● TEXTO CITADO

━━━━━━━━━━━━━━━━━━━━

Pela primeira vez o app usado para coletar uma quantidade enorme de informações pessoais pela polícia na China passou pelo processo de engenharia reversa.

Uma nova análise de um aplicativo usado por autoridades chinesas em Xinjiang, no extremo oeste do país, onde minorias de povos turcos muçulmanos estão sendo fortemente monitoradas e enviadas a centros de detenção em massa, sugere que o governo da China está coletando indiscriminadamente enormes volumes de informação das pessoas da região.

Junto com a empresa de segurança Cure53, com sede em Berlim, a ONG Human Rights Watch (HWR) realizou a engenharia reversa do aplicativo, que está associado com coleta de dados e um sistema de análise chamado de Plataforma Integrada de Operações Conjuntas (IJOP), e descobriu que o aplicativo permite à polícia e às autoridades em Xinjiang coletar e arquivar informações pessoais dos cidadãos, o que inclui identificar comportamentos considerados suspeitos, e marcá-los para futuras investigações.

"O IJOP é diferente de tudo o que existe", disse Maya Wang, a pesquisadora sênior da Human Rights Watch na China. "Ele é o coração do sistema de monitoramento de massas em Xinjiang."

━━━━━━━━━━━━━━━━━━━━

● ITENS DO CONJUNTO
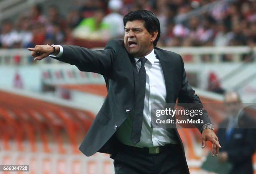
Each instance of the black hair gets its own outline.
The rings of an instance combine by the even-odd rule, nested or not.
[[[146,10],[132,11],[123,17],[123,25],[125,27],[128,21],[135,20],[143,20],[145,22],[145,28],[148,33],[152,33],[156,31],[158,32],[157,36],[153,43],[154,46],[156,46],[159,40],[161,33],[160,23],[156,15]]]

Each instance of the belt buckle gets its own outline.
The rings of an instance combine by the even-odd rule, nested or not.
[[[156,154],[160,153],[160,147],[152,147],[148,148],[149,153],[151,154]]]

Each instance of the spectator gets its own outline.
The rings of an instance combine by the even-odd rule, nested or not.
[[[228,32],[227,27],[222,23],[218,24],[217,33],[213,41],[215,46],[227,46],[230,44],[233,35]]]
[[[74,36],[92,40],[108,40],[110,38],[109,26],[102,21],[104,12],[99,9],[92,17],[84,19],[75,28]]]
[[[103,19],[103,23],[109,26],[111,38],[123,37],[124,33],[123,17],[119,13],[123,7],[121,0],[110,0],[108,2],[108,8],[110,13]]]
[[[3,48],[11,48],[15,43],[19,42],[18,35],[10,21],[4,22],[1,30],[0,43]]]
[[[255,122],[242,110],[241,100],[235,92],[225,96],[228,117],[222,122],[217,133],[222,148],[218,158],[221,162],[232,164],[232,174],[252,174],[252,156],[255,151]]]

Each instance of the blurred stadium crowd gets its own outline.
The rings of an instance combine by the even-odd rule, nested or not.
[[[56,6],[38,4],[29,13],[0,25],[0,48],[70,44],[74,38],[106,41],[122,38],[123,17],[131,10],[153,11],[161,26],[158,46],[255,46],[256,1],[225,1],[182,21],[175,17],[214,0],[87,0],[61,14]]]

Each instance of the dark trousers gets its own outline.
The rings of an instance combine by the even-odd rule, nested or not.
[[[156,154],[137,151],[136,148],[121,148],[113,158],[115,174],[187,174],[182,164],[179,145],[169,145],[169,149]]]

━━━━━━━━━━━━━━━━━━━━

● PARTES DO EXERCÍCIO
(a) Segundo o texto sobre o IJOP, qual empresa de segurança fez a engenharia reversa do aplicativo junto com a Human Rights Watch?
(b) Por favor, transcreva palavra por palavra o trecho do texto sobre o IJOP, começando em "Junto com a" e seguindo até "para futuras investigações.".

● RESPOSTAS EM ORDEM
(a) A Cure53, com sede em Berlim.

(b)
Junto com a empresa de segurança Cure53, com sede em Berlim, a ONG Human Rights Watch (HWR) realizou a engenharia reversa do aplicativo, que está associado com coleta de dados e um sistema de análise chamado de Plataforma Integrada de Operações Conjuntas (IJOP), e descobriu que o aplicativo permite à polícia e às autoridades em Xinjiang coletar e arquivar informações pessoais dos cidadãos, o que inclui identificar comportamentos considerados suspeitos, e marcá-los para futuras investigações.